RESUMEN DE LA INTERVENCIÓN EN EL SEMINARIO DE INNOVACIÓN EN ATENCIÓN PRIMARIA. MADRID. 21 Y 22 DE FEBRERO DE 2020
La aporofobia es el miedo o rechazo a la pobreza y a las personas que la experimentan. El concepto fue acuñado en los años 90 por la catedrática de Ética y Filosofía Política Adela Cortina. En 2017, el término aporofóbia fue incluido en el Diccionario de la Lengua Española y en los últimos años ha sido utilizado por activistas, académicos y organizaciones sociales para denunciar las situaciones de discriminación que viven las personas en situación de pobreza extrema a causa de sus condiciones de vida.

========================================

* **PROBLEMA BREVE 1**: Resume en dos oraciones el texto sobre la aporofobia.
* **PROBLEMA BREVE 2**: Por favor, indica si cada afirmación concuerda con el texto sobre la aporofobia, respondiendo sí o no y citando las palabras decisivas: (a) El concepto se acuñó en los años 90. (b) Adela Cortina es catedrática de Sociología. (c) Solo los académicos han utilizado el término.
* **PROBLEMA BREVE 3**: Prosigue el texto sobre la aporofobia a partir de su última oración.
Los datos no intervienen en esto.

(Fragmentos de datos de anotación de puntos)
========================================

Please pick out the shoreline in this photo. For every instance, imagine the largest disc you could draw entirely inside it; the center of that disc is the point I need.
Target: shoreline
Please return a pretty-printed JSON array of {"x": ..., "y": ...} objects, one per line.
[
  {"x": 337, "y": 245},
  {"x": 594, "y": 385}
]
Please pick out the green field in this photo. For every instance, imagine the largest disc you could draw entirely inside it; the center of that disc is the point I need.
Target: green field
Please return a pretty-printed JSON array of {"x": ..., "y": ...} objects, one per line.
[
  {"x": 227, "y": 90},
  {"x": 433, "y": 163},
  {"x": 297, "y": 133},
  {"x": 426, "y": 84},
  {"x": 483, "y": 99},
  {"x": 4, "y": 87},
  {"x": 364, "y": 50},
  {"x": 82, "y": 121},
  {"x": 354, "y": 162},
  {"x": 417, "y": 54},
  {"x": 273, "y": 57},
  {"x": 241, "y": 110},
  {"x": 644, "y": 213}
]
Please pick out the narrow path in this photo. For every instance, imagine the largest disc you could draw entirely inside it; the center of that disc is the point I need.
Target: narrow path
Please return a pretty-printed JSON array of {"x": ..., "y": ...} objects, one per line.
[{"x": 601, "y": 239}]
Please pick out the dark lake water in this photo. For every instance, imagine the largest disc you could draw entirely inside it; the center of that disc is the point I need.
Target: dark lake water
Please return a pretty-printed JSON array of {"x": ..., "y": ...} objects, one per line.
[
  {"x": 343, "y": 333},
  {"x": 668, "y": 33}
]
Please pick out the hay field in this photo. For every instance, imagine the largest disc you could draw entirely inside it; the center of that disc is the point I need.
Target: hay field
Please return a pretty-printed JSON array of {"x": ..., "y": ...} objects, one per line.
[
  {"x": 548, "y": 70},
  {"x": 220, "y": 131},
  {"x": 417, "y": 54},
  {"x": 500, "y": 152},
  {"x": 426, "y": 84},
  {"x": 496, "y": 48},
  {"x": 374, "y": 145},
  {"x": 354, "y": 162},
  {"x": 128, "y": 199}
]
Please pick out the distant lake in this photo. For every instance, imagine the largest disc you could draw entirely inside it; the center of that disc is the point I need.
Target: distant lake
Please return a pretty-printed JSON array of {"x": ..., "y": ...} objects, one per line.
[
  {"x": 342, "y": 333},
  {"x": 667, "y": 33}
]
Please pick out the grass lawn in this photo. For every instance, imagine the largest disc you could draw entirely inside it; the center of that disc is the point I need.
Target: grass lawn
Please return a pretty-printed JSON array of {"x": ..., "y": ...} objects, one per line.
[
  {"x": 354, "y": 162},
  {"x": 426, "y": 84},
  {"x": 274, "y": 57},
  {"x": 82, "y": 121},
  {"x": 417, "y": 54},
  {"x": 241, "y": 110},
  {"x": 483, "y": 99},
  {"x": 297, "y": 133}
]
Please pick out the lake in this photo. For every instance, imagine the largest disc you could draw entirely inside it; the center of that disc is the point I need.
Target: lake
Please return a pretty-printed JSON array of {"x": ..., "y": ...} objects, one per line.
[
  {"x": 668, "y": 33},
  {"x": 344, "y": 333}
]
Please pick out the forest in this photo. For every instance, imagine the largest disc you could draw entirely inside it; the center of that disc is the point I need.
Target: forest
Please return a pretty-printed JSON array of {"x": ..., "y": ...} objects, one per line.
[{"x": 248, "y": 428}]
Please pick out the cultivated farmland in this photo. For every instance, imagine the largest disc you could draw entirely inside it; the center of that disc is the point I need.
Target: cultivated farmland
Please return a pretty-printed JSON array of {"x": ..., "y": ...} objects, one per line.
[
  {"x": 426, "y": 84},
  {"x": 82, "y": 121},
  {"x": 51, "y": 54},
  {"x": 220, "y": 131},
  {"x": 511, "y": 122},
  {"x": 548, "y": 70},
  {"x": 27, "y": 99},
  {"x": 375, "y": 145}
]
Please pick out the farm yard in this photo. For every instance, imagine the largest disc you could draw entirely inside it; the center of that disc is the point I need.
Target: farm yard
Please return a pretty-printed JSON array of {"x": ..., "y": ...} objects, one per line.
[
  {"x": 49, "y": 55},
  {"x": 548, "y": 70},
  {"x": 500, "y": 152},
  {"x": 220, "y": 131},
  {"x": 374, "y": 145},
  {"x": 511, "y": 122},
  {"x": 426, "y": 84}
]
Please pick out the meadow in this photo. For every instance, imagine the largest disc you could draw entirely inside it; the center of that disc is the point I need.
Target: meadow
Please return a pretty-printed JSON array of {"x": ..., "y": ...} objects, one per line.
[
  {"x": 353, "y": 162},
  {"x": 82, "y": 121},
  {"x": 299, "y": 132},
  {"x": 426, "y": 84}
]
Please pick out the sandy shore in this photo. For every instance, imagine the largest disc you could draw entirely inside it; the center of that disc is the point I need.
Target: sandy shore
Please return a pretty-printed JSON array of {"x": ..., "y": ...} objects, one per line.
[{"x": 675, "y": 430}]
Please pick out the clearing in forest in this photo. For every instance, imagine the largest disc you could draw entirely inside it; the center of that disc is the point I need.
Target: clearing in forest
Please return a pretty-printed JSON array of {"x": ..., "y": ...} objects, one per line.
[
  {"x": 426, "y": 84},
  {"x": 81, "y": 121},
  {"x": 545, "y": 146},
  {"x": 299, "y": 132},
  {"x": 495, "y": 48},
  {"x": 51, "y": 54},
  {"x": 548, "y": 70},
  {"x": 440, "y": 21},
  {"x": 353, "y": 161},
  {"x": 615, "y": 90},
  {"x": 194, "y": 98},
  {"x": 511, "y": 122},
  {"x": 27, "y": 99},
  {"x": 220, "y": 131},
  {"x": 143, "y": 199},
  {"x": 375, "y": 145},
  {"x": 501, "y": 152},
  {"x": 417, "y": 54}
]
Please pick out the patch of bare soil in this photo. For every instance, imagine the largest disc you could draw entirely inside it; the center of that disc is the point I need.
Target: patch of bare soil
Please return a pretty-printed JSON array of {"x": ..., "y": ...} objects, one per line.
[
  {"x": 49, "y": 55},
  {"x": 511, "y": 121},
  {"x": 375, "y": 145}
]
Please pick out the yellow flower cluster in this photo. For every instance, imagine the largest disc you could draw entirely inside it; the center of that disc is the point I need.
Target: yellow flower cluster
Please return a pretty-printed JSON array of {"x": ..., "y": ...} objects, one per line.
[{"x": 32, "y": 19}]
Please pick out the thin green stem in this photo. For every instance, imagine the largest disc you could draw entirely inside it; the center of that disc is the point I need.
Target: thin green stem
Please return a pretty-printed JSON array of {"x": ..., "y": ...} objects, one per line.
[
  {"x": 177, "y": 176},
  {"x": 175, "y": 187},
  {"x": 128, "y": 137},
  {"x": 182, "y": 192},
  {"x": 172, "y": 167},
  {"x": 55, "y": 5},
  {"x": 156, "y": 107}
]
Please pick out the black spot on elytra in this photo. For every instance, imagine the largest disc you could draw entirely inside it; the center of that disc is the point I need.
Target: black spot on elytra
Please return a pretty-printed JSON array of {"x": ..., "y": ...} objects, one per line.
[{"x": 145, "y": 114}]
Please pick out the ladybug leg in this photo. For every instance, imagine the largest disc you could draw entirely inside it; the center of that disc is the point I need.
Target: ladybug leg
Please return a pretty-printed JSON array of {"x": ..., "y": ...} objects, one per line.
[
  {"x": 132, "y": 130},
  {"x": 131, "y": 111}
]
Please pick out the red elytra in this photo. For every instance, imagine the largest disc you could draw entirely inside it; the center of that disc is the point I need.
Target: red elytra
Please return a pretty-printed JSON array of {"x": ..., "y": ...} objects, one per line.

========================================

* **RESULTADO ESPERADO 1**: La aporofobia es el miedo o rechazo a la pobreza y a las personas que la experimentan, un concepto acuñado en los años 90 por la catedrática de Ética y Filosofía Política Adela Cortina. En 2017 el término se incluyó en el Diccionario de la Lengua Española, y activistas, académicos y organizaciones sociales lo han utilizado para denunciar la discriminación que viven las personas en situación de pobreza extrema.

* **RESULTADO ESPERADO 2**:
(a) Sí: "El concepto fue acuñado en los años 90".
(b) No: "la catedrática de Ética y Filosofía Política Adela Cortina".
(c) No: "ha sido utilizado por activistas, académicos y organizaciones sociales".

* **RESULTADO ESPERADO 3**:
Las expresiones extremas de aporofobia generan rechazo social. Las agresiones a personas sin techo, la vejaciones y los insultos provocan una condena social casi unánime. Qué decir de asesinatos como el de Rosario Endrinal, la mujer que fue quemada viva por tres jóvenes de entre 16 y 18 años en un cajero automático de Barcelona en 2005. Sin embargo, es frecuente que la atención mediática hacia estas formas tan evidentes de desprecio hacia las víctimas de la exclusión oculten el hecho que la aporofobia se fundamenta en discursos hondamente enraizados en unas creencias y prejuicios acerca de “los pobres” que lejos de ser el producto de ideologías reaccionarias están vinculados a las “sociedades de clases medias” occientales de la segunda mitad del siglo XX.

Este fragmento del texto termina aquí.